Dataset records:

▼

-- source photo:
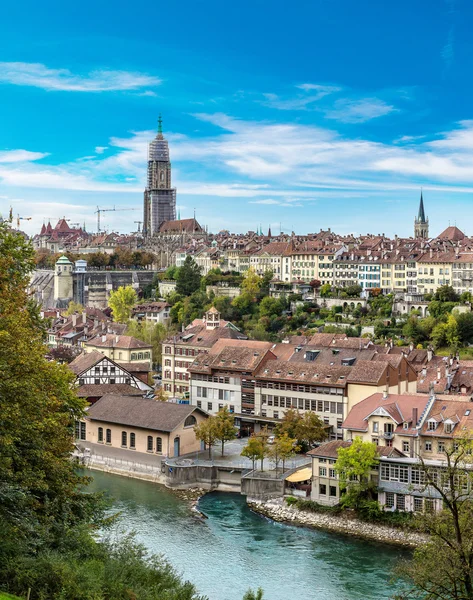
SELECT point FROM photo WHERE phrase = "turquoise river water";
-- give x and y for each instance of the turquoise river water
(234, 548)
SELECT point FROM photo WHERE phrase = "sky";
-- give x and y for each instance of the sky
(300, 116)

▲

Edit the entries above so that every "instance" becomes "occurrence", and give them back otherwise unchanged, with the pictures left out.

-- source photo:
SELECT point FROM photo WHERE phrase = "turquoise river water";
-- give x and y for each occurrence of the turquoise river water
(234, 548)
SELECT point FROM photo WHERE phrase = "sky";
-- give x and y for each occurrence of the sky
(300, 116)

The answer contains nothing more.